__Pasaje seleccionado__
━━━━━━━━━━━━━━━━━━━━
Dos
décadas después de que Fukuyama formulase su polémica y denostada teoría sobre
el Fin de la Historia y de que Samuel Huntington hablase por primera vez del
“Choque de civilizaciones”, Amin Maalouf formuló una tesis en la que acaba con
ambas de un plumazo usando las armas de la Ilustración. Sin complejos y con una argumentación
impecable y radicalmente nueva, en su obra ‘El
desajuste del mundo. Cuando nuestras civilizaciones se agotan’, Maalouf recurre a las ideas de los pioneros
del pensamiento occidental para rebatir ambas formulaciones de las que acepta,
no obstante, algunos de sus planteamientos.
Coincide
el autor libanés con Fukuyama en admitir el indiscutible triunfo del
capitalismo occidental como ideología sobre el comunismo soviético y reconoce a
Estados Unidos como el absoluto vencedor de una Guerra Fría. Es la única
concesión a aquella denostada formulación del ‘Fin de la Historia’. A partir de
ahí, el pensador libanés presenta todo un alegato en el que cuestiona la
validez de ese triunfo y el supuesto fin de las ideologías.
━━━━━━━━━━━━━━━━━━━━
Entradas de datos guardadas
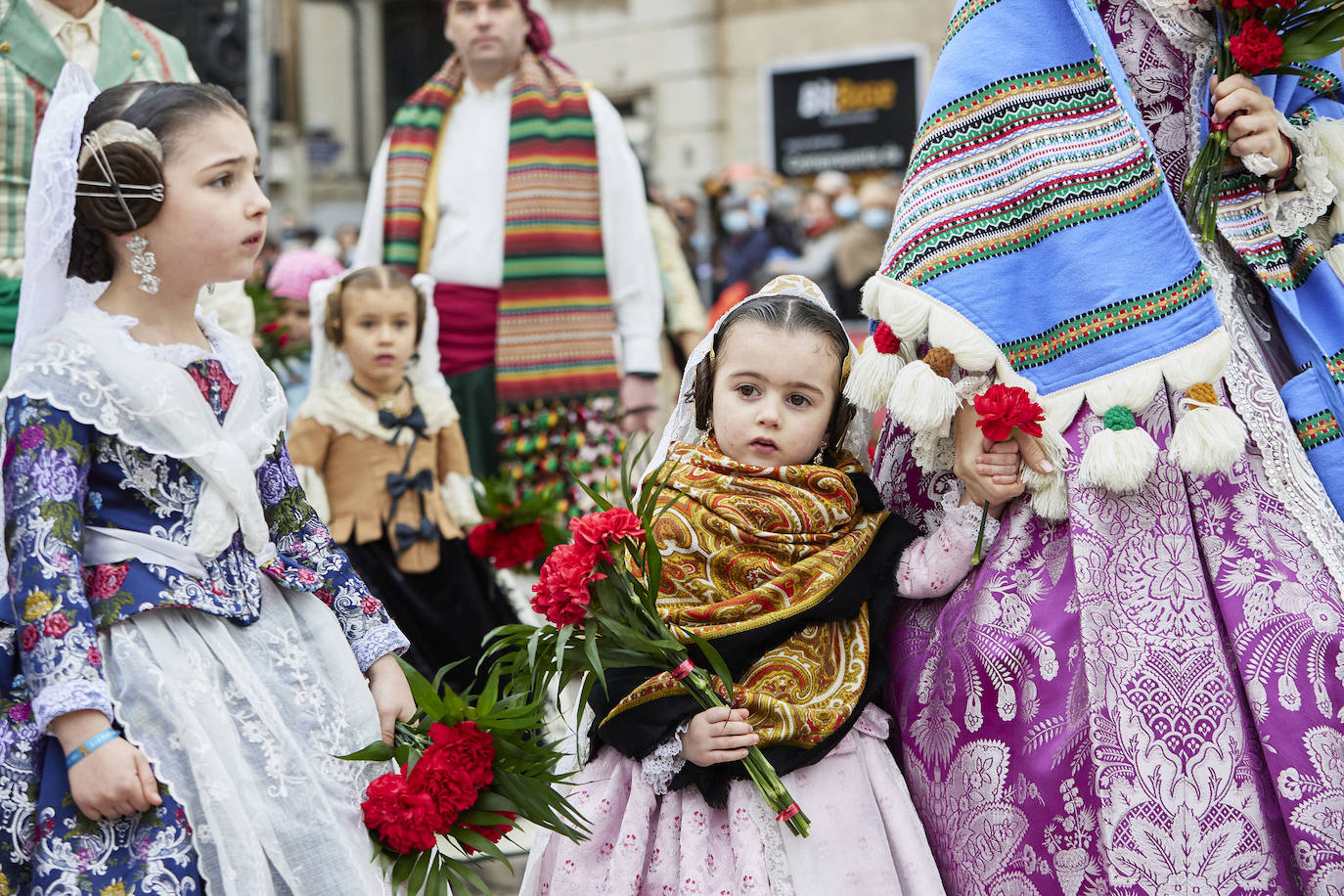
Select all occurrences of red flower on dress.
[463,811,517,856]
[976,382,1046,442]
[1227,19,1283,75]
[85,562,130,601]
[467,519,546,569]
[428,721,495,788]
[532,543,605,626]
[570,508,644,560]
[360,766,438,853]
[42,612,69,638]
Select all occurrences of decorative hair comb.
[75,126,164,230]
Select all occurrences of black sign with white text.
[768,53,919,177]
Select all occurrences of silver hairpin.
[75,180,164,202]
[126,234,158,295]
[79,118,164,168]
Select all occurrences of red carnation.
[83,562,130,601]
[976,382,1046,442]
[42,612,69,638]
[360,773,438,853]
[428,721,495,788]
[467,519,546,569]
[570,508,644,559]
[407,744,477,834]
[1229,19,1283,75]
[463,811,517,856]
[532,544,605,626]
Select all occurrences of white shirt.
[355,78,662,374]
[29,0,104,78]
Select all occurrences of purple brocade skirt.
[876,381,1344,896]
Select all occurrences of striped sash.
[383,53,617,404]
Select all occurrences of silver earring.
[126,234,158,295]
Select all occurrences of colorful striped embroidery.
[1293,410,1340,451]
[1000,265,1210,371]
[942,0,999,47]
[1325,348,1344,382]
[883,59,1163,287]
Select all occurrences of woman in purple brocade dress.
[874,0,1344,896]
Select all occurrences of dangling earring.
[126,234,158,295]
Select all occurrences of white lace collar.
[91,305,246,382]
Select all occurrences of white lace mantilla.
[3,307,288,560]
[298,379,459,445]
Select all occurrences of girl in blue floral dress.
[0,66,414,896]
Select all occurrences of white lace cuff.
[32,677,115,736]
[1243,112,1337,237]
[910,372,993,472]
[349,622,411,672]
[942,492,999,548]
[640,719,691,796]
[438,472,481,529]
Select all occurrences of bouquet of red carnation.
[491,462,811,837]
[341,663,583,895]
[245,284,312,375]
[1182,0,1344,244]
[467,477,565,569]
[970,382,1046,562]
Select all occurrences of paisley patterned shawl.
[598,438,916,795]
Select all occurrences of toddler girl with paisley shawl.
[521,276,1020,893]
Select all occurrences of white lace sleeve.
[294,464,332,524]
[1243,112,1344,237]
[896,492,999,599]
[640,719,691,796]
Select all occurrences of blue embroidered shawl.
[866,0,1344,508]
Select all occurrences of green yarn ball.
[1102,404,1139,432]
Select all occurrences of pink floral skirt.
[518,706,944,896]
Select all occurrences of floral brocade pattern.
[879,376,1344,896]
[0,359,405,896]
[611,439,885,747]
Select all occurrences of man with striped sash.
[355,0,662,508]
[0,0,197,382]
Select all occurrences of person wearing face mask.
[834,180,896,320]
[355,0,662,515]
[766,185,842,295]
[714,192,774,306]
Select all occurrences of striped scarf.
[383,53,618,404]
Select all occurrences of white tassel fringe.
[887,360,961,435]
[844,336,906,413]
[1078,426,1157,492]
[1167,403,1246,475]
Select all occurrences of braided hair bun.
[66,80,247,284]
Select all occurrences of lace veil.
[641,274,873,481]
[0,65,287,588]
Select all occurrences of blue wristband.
━━━━━━━━━━━━━━━━━━━━
__Tareas__
- A) ¿A qué país reconoce Maalouf como vencedor absoluto de la Guerra Fría, según el pasaje?
- B) Enumera todas las personas que se nombran en el pasaje.
Las filas no tienen relación con el pasaje.

__Soluciones__
- A) A Estados Unidos.

- B) Fukuyama, Samuel Huntington, Amin Maalouf